Tem até graça - e é engraçado mesmo - quando um recifense diz “estou no corre-corre da vida”. Como assim? Se o Recife parou.

Nos anos 1970 no reclame do DETRAN, seu Leonino cantava alegre: “Faça o trânsito andar, não deixe o Recife parar”. Se você tem menos de quarenta anos, pergunte aos seus pais sobre essa publicidade. O ensaio pouco adiantou. O Recife empacou. Naquela época, tal fato ainda bradava por salvação. Hoje é só blá-blá-blá.

No filme “De Volta para o Futuro 2” de 1989, criou-se o mundo em 2015 com carros voadores. Por certo criaram a trama sem pensar no Recife. Hoje, tanto faz, indo ou vindo, a cidade está fechada. Aonde iremos parar? Ou melhor, parados já estamos. Chegamos aonde ninguém quer chegar. Melhor seria perguntar: Quando voltaremos a fluir, andar, mover ou transitar? 

Não temos mais, parece, aptidão para regular nosso sistema de tráfego. Estamos deseducados. Optamos, indignados e sem esperança, pela rixa no estreito das ruas. Ruas de brigas. Gladiamos dia a dia com pedestres e motoqueiros. É a nova regra. 

Instruímos a arrogância nas ruas e desaprendemos a cobrar soluções de quem ocupa o poder. Fazer uso adequado dos recursos fiscais seria, talvez, a solução. Tais exigências mínimas, educação e governo, diante de tantas leis, como os Princípios da Legalidade, Impessoalidade e da Razoabilidade, eficientes em qualquer lugar do mundo, deveriam ser aproveitados por aqui, mas disso não usamos.

* Exercício:
Dê continuidade ao texto sobre o trânsito parado do Recife, começando logo após a última frase apresentada.

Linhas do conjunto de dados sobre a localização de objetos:
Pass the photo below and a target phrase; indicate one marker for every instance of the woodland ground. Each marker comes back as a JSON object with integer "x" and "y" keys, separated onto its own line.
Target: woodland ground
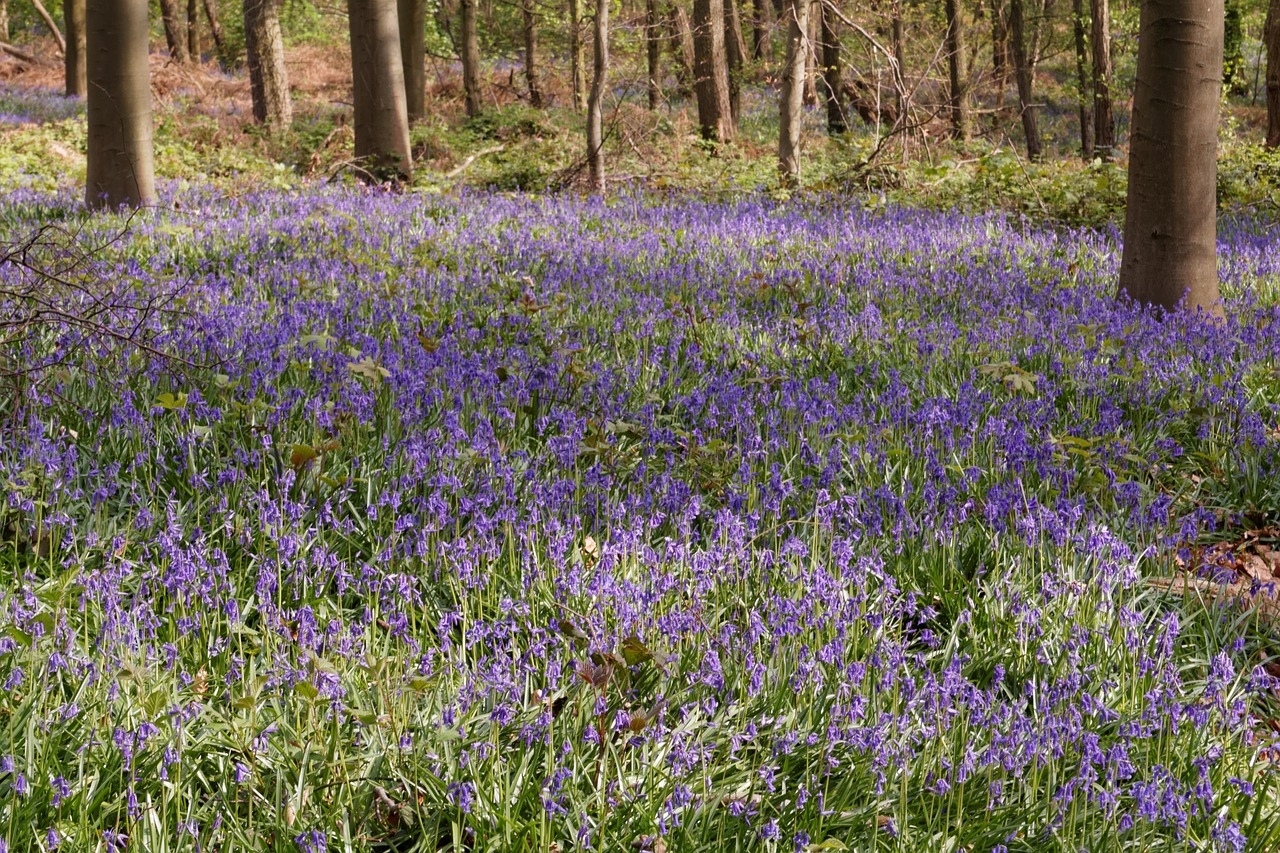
{"x": 456, "y": 519}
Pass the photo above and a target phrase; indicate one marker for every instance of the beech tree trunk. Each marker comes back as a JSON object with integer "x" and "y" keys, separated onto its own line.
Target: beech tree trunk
{"x": 378, "y": 89}
{"x": 958, "y": 68}
{"x": 1082, "y": 80}
{"x": 412, "y": 26}
{"x": 1104, "y": 117}
{"x": 1272, "y": 44}
{"x": 120, "y": 169}
{"x": 1170, "y": 229}
{"x": 268, "y": 77}
{"x": 830, "y": 76}
{"x": 77, "y": 71}
{"x": 795, "y": 14}
{"x": 1023, "y": 72}
{"x": 711, "y": 83}
{"x": 174, "y": 35}
{"x": 595, "y": 100}
{"x": 470, "y": 49}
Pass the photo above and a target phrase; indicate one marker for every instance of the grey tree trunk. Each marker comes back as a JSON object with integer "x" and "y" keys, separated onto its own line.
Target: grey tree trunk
{"x": 653, "y": 51}
{"x": 595, "y": 100}
{"x": 1170, "y": 228}
{"x": 1272, "y": 42}
{"x": 958, "y": 68}
{"x": 830, "y": 76}
{"x": 1023, "y": 72}
{"x": 268, "y": 77}
{"x": 795, "y": 14}
{"x": 711, "y": 83}
{"x": 1082, "y": 78}
{"x": 378, "y": 89}
{"x": 530, "y": 26}
{"x": 412, "y": 26}
{"x": 120, "y": 167}
{"x": 173, "y": 31}
{"x": 77, "y": 71}
{"x": 470, "y": 49}
{"x": 1104, "y": 117}
{"x": 577, "y": 65}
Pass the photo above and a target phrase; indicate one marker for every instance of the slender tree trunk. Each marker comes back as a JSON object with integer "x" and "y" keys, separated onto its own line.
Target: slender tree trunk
{"x": 653, "y": 51}
{"x": 470, "y": 56}
{"x": 412, "y": 26}
{"x": 1170, "y": 228}
{"x": 1272, "y": 41}
{"x": 1100, "y": 41}
{"x": 378, "y": 89}
{"x": 268, "y": 77}
{"x": 1082, "y": 78}
{"x": 77, "y": 69}
{"x": 791, "y": 99}
{"x": 958, "y": 67}
{"x": 577, "y": 65}
{"x": 595, "y": 100}
{"x": 1023, "y": 71}
{"x": 714, "y": 113}
{"x": 120, "y": 168}
{"x": 830, "y": 78}
{"x": 193, "y": 30}
{"x": 173, "y": 35}
{"x": 530, "y": 26}
{"x": 735, "y": 56}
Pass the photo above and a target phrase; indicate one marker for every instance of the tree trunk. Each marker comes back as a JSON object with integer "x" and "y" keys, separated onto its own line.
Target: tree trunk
{"x": 378, "y": 89}
{"x": 77, "y": 71}
{"x": 958, "y": 67}
{"x": 1170, "y": 228}
{"x": 173, "y": 35}
{"x": 830, "y": 76}
{"x": 1104, "y": 118}
{"x": 193, "y": 30}
{"x": 1272, "y": 41}
{"x": 1023, "y": 72}
{"x": 1082, "y": 80}
{"x": 120, "y": 168}
{"x": 268, "y": 77}
{"x": 791, "y": 100}
{"x": 711, "y": 83}
{"x": 530, "y": 26}
{"x": 470, "y": 56}
{"x": 653, "y": 50}
{"x": 735, "y": 56}
{"x": 577, "y": 67}
{"x": 595, "y": 100}
{"x": 412, "y": 26}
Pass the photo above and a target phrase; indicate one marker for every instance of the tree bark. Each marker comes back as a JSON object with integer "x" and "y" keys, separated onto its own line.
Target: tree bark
{"x": 530, "y": 26}
{"x": 120, "y": 169}
{"x": 1023, "y": 72}
{"x": 77, "y": 71}
{"x": 173, "y": 33}
{"x": 412, "y": 26}
{"x": 595, "y": 100}
{"x": 1104, "y": 117}
{"x": 1170, "y": 229}
{"x": 268, "y": 77}
{"x": 378, "y": 89}
{"x": 791, "y": 99}
{"x": 470, "y": 49}
{"x": 711, "y": 83}
{"x": 830, "y": 76}
{"x": 653, "y": 51}
{"x": 1272, "y": 42}
{"x": 1082, "y": 78}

* Resposta:
Então, que tal refletir, com urgência - iniciando em nossas casas - sobre projeto para impor uma ordem calcada, sobretudo, na evolução da vida? Ou desejamos ser para sempre o esterco do declínio humano, por conta do “corre-corre”? Por falar em correr, corremos sério risco de perder a oportunidade de agir, por mera negligência e idiotice 

Até mesmo o galo, símbolo maior do carnaval do Recife, imponente e grandioso como a torre parisiense, fica parado, mas diferente da torre que nada atrapalha, o galo fica acorrentado em cima do Capibaribe, obstando geral o fluxo. Podemos usar, nesse diapasão, o "Frevo do Galo", de Paulo Fernando, para cantar:

Acorda Recife, acorda, que já é hora de voltar a andar...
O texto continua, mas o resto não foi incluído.